* **Given records**
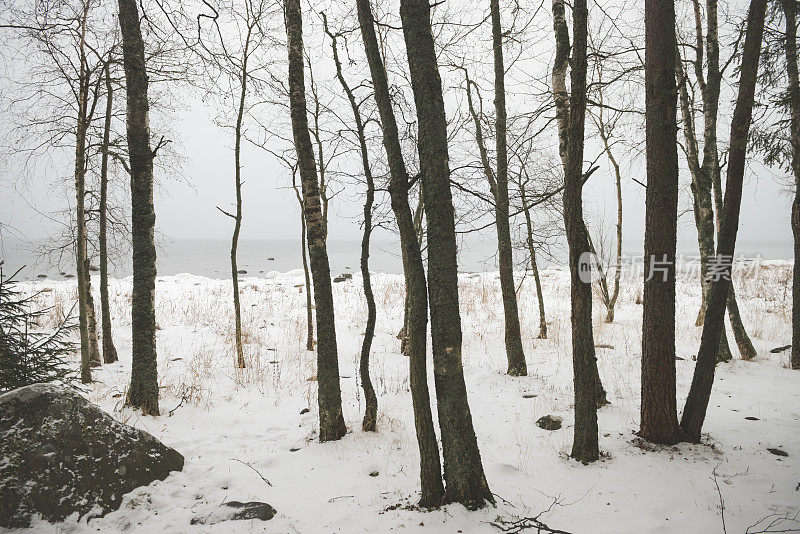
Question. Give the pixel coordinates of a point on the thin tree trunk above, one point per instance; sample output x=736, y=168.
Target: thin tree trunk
---
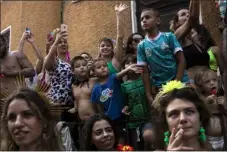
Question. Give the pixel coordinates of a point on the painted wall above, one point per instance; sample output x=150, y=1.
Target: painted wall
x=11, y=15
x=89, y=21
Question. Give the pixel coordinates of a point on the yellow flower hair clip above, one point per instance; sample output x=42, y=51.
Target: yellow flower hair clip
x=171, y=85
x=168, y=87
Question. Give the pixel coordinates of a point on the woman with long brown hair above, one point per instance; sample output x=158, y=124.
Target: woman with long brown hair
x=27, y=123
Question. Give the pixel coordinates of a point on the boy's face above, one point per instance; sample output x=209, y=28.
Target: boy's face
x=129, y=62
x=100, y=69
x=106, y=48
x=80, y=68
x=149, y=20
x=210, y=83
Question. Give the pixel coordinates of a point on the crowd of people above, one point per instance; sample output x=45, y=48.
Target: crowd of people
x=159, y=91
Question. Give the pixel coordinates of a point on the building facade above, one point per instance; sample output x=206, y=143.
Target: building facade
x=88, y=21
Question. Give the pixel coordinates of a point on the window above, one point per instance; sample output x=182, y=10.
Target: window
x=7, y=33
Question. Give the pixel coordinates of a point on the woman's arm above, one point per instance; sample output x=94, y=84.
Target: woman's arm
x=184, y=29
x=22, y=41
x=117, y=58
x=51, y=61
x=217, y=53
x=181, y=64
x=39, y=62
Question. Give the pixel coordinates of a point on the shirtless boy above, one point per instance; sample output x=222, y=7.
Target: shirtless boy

* **Task directions**
Only the lines from the one containing "Target: crowd of people" through the one containing "Question. Give the pixel coordinates of a point on the window" are to be retyped, both boundary lines included, with no other material.

* **Response to this exercise**
Target: crowd of people
x=159, y=91
Question. Give the pixel coordinates of a point on the building facade above, one point per instance; sample output x=206, y=143.
Target: building facade
x=88, y=21
Question. Give the pixel coordinates of a point on the window above, one point per instance; sample output x=182, y=10.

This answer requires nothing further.